§ Written problem: Copy the data precisely, keeping every character.
*****
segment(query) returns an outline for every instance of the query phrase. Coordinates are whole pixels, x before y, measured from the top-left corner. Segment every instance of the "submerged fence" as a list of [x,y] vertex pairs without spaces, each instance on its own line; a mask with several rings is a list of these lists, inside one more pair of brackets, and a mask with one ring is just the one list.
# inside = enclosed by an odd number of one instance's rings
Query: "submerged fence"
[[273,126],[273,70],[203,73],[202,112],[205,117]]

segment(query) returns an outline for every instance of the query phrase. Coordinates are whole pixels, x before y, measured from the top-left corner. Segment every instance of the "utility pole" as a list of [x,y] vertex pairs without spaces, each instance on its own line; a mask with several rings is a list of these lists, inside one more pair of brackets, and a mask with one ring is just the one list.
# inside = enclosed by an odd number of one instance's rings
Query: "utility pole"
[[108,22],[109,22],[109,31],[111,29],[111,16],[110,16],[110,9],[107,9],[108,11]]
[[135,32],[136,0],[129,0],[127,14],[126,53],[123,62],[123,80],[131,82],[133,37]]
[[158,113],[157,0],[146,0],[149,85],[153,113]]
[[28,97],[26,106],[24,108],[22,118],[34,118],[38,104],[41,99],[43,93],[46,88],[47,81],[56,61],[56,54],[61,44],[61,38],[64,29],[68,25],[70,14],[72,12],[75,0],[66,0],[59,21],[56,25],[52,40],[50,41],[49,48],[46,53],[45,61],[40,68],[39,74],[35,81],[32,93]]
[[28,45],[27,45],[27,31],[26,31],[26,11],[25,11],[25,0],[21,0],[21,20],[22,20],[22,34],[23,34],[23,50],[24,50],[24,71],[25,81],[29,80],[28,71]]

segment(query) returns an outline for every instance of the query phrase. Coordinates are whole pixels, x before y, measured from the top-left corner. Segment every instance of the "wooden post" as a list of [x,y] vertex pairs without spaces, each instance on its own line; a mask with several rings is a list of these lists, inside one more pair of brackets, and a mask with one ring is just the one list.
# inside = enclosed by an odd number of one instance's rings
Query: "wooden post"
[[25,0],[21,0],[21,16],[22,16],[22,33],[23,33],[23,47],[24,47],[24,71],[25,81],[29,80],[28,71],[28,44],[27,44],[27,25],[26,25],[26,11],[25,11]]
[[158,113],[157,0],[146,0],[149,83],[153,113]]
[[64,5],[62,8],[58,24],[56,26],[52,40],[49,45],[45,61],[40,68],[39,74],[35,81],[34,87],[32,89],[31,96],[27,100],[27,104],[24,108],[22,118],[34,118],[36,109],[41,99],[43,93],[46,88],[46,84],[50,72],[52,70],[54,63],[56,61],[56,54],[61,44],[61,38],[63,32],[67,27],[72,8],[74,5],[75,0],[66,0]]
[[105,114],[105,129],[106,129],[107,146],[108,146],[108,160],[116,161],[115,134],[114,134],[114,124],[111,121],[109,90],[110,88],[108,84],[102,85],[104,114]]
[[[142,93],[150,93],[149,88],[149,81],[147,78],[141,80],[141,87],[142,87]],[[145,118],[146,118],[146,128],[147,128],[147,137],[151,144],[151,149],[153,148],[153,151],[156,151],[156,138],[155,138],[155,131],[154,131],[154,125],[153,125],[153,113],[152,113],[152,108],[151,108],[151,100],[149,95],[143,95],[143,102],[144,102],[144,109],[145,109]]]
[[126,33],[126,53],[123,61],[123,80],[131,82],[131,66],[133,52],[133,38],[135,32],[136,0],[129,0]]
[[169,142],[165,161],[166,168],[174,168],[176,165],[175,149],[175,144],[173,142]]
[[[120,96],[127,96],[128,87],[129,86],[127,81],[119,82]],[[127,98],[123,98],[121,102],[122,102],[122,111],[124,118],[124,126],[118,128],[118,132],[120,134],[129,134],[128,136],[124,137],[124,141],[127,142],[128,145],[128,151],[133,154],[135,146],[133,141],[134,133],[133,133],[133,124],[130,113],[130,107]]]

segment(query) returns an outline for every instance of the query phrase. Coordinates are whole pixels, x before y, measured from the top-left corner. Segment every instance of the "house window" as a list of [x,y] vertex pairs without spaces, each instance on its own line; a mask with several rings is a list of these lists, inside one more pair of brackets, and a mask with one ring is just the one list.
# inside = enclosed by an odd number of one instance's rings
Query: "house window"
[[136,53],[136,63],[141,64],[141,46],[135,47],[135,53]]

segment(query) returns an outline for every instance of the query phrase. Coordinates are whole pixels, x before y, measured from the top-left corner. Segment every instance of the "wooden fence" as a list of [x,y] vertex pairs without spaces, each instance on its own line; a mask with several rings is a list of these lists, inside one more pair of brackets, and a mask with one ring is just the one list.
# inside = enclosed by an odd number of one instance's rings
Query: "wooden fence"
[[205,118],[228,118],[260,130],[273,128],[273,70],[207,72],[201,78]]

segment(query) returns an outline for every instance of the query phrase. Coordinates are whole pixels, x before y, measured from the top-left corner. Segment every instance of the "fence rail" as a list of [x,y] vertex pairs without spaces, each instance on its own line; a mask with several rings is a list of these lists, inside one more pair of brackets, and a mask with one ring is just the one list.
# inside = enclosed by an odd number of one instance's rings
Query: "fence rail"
*****
§ Task output:
segment(query) returns an outline for every instance of the query phrase. Coordinates are whole pixels, x before y, measured from the top-left corner. Segment every instance of the "submerged fence" as a list of [x,y] vertex pairs without spaces, each instance on its own line; a mask with several rings is a list of these lists, inside one more pair of brackets, and a mask with one ring is just the one list.
# inside = enclosed by an odd number of one instance's rings
Query: "submerged fence"
[[273,126],[273,70],[203,73],[202,112],[205,117]]

segment(query) returns an outline for every instance of the query phrase. Coordinates are whole pixels, x before y, measured from the top-left corner. Segment every instance of the "utility pole" as a list of [x,y] vertex pairs without spaces, each instance on its own line; a mask with several rings is a list of these lists, inside one more pair of brackets, and a mask with one ring is just the one list.
# inside = enclosed by an odd number of one instance's rings
Query: "utility pole"
[[108,22],[109,22],[109,31],[111,29],[111,16],[110,16],[110,9],[107,9],[108,11]]
[[135,32],[136,0],[129,0],[127,14],[126,53],[123,62],[123,80],[131,82],[133,37]]
[[158,113],[157,0],[146,0],[149,85],[153,113]]
[[28,97],[26,106],[24,108],[22,118],[34,118],[38,104],[41,99],[43,93],[46,88],[47,81],[56,61],[56,54],[61,44],[61,38],[64,29],[68,25],[70,14],[72,12],[75,0],[66,0],[59,21],[56,25],[52,40],[50,41],[49,48],[46,53],[45,61],[40,68],[39,74],[35,81],[32,93]]
[[28,45],[27,45],[27,31],[26,31],[26,11],[25,11],[25,0],[21,0],[21,20],[22,20],[22,34],[23,34],[23,50],[24,50],[24,71],[25,81],[29,80],[28,71]]

segment(query) returns an outline for every instance of the query phrase. Coordinates are whole pixels, x before y, measured from the top-left corner. Segment every instance of the "wooden post" as a list of [x,y] vertex pairs without spaces, each instance on its own line; a mask with several rings is a list of these lists, inside one more pair of brackets, and a mask with one ring is just the one list.
# inside = enclosed by an odd number of one instance's rings
Query: "wooden post"
[[25,0],[21,0],[21,16],[22,16],[22,33],[23,33],[23,47],[24,47],[24,71],[25,81],[29,80],[28,71],[28,44],[27,44],[27,25],[26,25],[26,11],[25,11]]
[[158,113],[157,0],[146,0],[149,83],[153,113]]
[[64,5],[62,8],[58,24],[56,26],[52,40],[49,45],[45,61],[40,68],[39,74],[35,81],[34,87],[32,89],[31,96],[27,100],[27,104],[24,108],[22,118],[34,118],[36,109],[41,99],[43,93],[46,88],[46,84],[50,72],[52,70],[54,63],[56,61],[56,54],[61,44],[61,38],[63,32],[67,27],[72,8],[74,5],[75,0],[66,0]]
[[105,114],[105,129],[106,129],[107,146],[108,146],[108,160],[116,161],[115,134],[114,134],[114,124],[111,121],[109,90],[110,88],[108,84],[102,85],[104,114]]
[[[142,93],[150,93],[149,88],[149,81],[147,78],[141,80],[141,87],[142,87]],[[145,118],[146,118],[146,128],[147,128],[147,137],[151,144],[151,149],[153,148],[153,151],[156,151],[156,138],[155,138],[155,131],[154,131],[154,125],[153,125],[153,113],[152,113],[152,108],[151,108],[151,100],[149,95],[143,95],[143,102],[144,102],[144,109],[145,109]]]
[[126,33],[126,53],[123,61],[123,80],[131,82],[131,66],[133,52],[133,38],[135,32],[136,0],[129,0]]
[[169,142],[165,161],[166,168],[174,168],[176,165],[175,149],[175,144],[173,142]]
[[[120,96],[127,96],[128,87],[129,86],[127,81],[119,82]],[[127,98],[123,98],[121,102],[122,102],[122,111],[124,118],[124,126],[118,128],[118,132],[120,134],[129,134],[128,136],[124,137],[124,141],[127,142],[128,145],[128,151],[133,154],[135,146],[133,141],[134,133],[133,133],[133,124],[130,113],[130,107]]]

segment(query) returns an outline for every instance of the query phrase. Coordinates are whole pixels, x before y, measured from the top-left corner. Segment every instance of the "house window" as a list of [x,y] vertex pairs without spaces, each instance on its own line; a mask with several rings is a list of these lists, inside one more pair of brackets, and a mask with one ring is just the one list.
# inside = enclosed by an odd number of one instance's rings
Query: "house window"
[[136,53],[136,63],[141,64],[141,46],[135,47],[135,53]]

segment(query) returns an outline for every instance of the query phrase. Coordinates are whole pixels, x before y, measured from the top-left corner. Segment every instance of the "wooden fence" as a list of [x,y] vertex pairs without spaces, each instance on its own line; a mask with several rings is a list of these lists, inside one more pair of brackets, and a mask with one ring is just the one list.
# inside = enclosed by an odd number of one instance's rings
Query: "wooden fence"
[[205,118],[228,118],[260,130],[273,128],[273,70],[207,72],[201,78]]

segment(query) returns an outline for every instance of the query phrase. Coordinates are whole pixels, x before y, measured from the top-left corner. Segment every instance of the "fence rail" as a list of [x,y] vertex pairs without spaces, each instance on its own line; a mask with several rings is a list of these lists, inside one more pair of brackets, and a mask with one ring is just the one list.
# inside = enclosed by an odd number of one instance's rings
Query: "fence rail"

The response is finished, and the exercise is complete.